_REQUIRED WORK:_
Reproduce the records below exactly, leaving out any pictures.

_PROVIDED ENTRIES:_
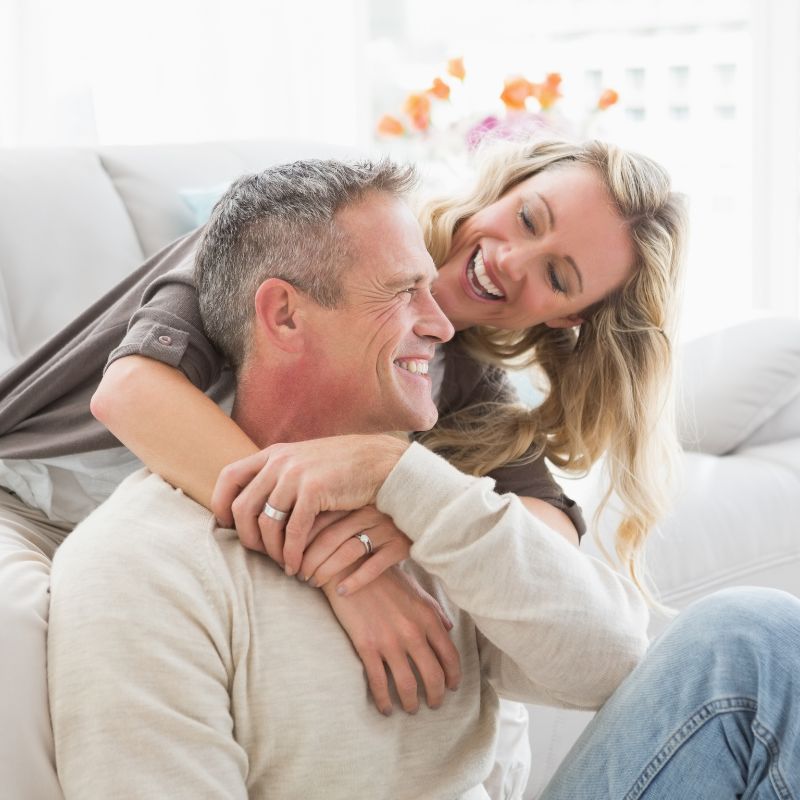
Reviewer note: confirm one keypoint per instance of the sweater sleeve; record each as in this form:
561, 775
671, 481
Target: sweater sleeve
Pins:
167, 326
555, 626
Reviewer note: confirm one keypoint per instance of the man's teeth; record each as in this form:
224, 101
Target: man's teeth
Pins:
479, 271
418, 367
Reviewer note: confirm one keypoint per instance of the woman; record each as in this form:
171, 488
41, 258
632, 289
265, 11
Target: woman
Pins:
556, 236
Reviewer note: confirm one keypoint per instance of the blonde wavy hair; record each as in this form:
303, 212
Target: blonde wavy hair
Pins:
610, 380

_THE OUTPUT:_
Reviewer note: confirm one keypoint per instance of the sweater sleeve; record each as in this form:
561, 775
671, 481
Target: sweater sleeve
Pins:
167, 326
555, 626
Reviewer note: confirm one keypoint per instance of the man's teeth; record each as in this form:
224, 101
Target: man's teeth
Pins:
479, 271
418, 367
Reviewer note: confirm one keypoint per instance of the woman; record each as in this form:
171, 488
41, 258
632, 289
265, 11
Target: woman
Pins:
556, 236
Reviewer note: confirm one keypoint per instance of the blonde wavy hair; record each as in this form:
303, 212
Target: blonde wavy hair
Pins:
610, 380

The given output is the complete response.